**What you will do**
Rewrite the part of the Twin Cities news roundup that begins at the words "Hmmmm. I’d like" and stops after "of tube socks.", putting "bicycle courier" in place of "drone".

**Source passage**
---
Study: Minneapolis graduation rate 50th out of 50 metro areas

We’re No. 50! Out of 50. Alejandra Matos of the Strib says, “Minneapolis had the lowest graduation rates compared to 50 other major cities, according to a study released by a Washington-based education group.  The city’s graduation rate was below 50 percent, while the national average is approximately 75 percent. The study, conducted by the Center for Reinventing Public Education, grouped graduation rates from charter schools and public school in the 50 cities.”

Doing the people’s work. Also from Matos: “Minneapolis school board members are expected to meet in two weeks to get new information on the racial makeup of schools and district boundaries, some of the most divisive issues facing the district. But school officials want to do this without opening the meeting to the public. E-mails obtained by the Star Tribune show that district officials have gone out of their way to ensure that informational sessions like the one coming up do not trigger the state’s open meeting laws.”

Thank you. In the PiPress, Nate Sommer writes, “Mobile food shelves got a $1 million boost Wednesday. The nonprofit Hunger Solutions Minnesota pledged $1 million total to 17 Minnesota food shelf groups so they can expand or begin mobile operations. The efforts aim to deliver food to those unable to access traditional food shelves because of age, distance or disability. Using refrigerated vans or buses, mobile operators deliver groceries to residents and communities in need. There are six mobile food shelves in the Twin Cities … .”

Coach was over the line. David La Vaque in the Strib says, “Maple Grove boys hockey coach Tom Starkey submitted his resignation Tuesday after two seasons as the team’s coach. The resignation comes after Starkey was charged with two counts of DWI in connection with a Sept. 5 boating incident on Cross Lake in Crow Wing County. He was driving a boat ‘with several kids on the transom pulling a wakeboarder’ when he was stopped by a deputy on patrol, according to a complaint filed in the case. A blood-alcohol breath test found that he was above the legal limit of 0.08, the complaint said.”

Hmmmm. I’d like four six packs of Keystone Light every Sunday, by drone please. Nick Woltman of the PiPress says, “Online retail giant Amazon is planning to offer same-day grocery delivery in the Twin Cities, according to food safety review materials the company filed with the city of Minneapolis. A planned distribution center, to be located just a few blocks west of the Minneapolis-St. Paul border at 769 Kasota Ave., will store and ship grocery items — including salty snacks, milk and ice cream — sold through Amazon Prime Now, the documents say.” Oh, and throw in an Austin Powers movie, a Vince Flynn novel and three pairs of tube socks.
---
**Lines of data**
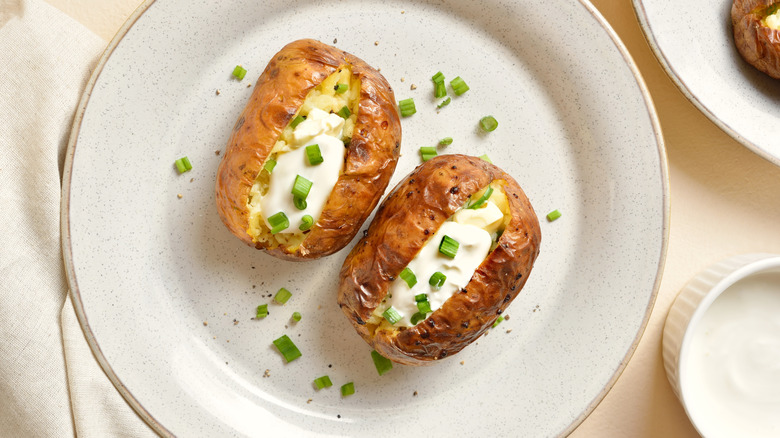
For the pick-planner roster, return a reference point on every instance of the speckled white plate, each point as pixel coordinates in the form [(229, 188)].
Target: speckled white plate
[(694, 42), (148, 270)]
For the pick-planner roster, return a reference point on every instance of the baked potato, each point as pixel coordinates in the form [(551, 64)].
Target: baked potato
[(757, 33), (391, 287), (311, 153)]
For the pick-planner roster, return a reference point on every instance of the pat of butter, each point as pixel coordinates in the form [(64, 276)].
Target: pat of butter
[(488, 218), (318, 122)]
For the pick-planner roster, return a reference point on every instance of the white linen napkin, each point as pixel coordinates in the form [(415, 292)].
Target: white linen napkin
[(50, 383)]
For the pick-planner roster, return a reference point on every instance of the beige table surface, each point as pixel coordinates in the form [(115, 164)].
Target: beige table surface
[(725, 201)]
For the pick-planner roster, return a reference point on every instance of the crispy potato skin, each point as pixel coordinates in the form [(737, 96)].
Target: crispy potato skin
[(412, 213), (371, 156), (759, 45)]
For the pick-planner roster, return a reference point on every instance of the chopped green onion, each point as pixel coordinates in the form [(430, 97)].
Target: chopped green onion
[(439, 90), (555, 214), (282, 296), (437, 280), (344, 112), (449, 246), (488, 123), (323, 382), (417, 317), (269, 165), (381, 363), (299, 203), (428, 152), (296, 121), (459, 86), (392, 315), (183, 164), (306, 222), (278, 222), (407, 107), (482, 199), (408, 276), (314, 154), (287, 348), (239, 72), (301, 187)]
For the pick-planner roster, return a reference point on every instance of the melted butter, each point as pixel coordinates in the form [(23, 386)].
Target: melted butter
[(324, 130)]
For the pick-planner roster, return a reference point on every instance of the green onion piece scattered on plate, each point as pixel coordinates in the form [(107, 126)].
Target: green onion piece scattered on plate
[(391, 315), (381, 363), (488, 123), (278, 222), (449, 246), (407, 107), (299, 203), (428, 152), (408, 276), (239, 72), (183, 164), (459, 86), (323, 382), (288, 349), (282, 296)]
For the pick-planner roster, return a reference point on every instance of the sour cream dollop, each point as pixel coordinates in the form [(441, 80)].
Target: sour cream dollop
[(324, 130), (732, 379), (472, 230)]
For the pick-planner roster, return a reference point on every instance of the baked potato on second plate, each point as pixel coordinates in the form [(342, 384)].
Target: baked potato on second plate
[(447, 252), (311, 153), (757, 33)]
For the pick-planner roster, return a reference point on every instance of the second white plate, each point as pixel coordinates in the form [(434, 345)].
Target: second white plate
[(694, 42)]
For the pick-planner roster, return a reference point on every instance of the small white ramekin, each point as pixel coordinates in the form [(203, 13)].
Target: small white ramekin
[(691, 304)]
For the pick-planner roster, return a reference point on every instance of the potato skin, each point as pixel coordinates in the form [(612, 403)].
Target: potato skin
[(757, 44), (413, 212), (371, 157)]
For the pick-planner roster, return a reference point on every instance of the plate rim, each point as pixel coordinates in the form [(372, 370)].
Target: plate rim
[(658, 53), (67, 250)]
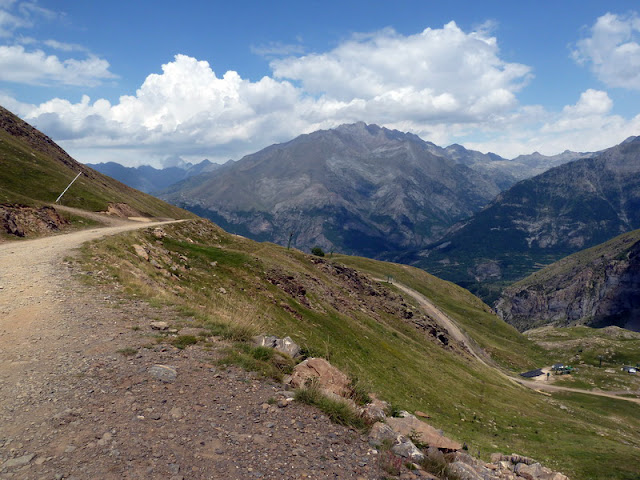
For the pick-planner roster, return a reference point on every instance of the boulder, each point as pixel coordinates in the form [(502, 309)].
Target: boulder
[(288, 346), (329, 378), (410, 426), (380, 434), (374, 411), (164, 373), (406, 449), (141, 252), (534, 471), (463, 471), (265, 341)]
---
**Answer**
Hmmmm. I’d like four six packs of Keystone Light every Sunday, by bicycle courier please. Nick Woltman of the PiPress says, “Online retail giant Amazon is planning to offer same-day grocery delivery in the Twin Cities, according to food safety review materials the company filed with the city of Minneapolis. A planned distribution center, to be located just a few blocks west of the Minneapolis-St. Paul border at 769 Kasota Ave., will store and ship grocery items — including salty snacks, milk and ice cream — sold through Amazon Prime Now, the documents say.” Oh, and throw in an Austin Powers movie, a Vince Flynn novel and three pairs of tube socks.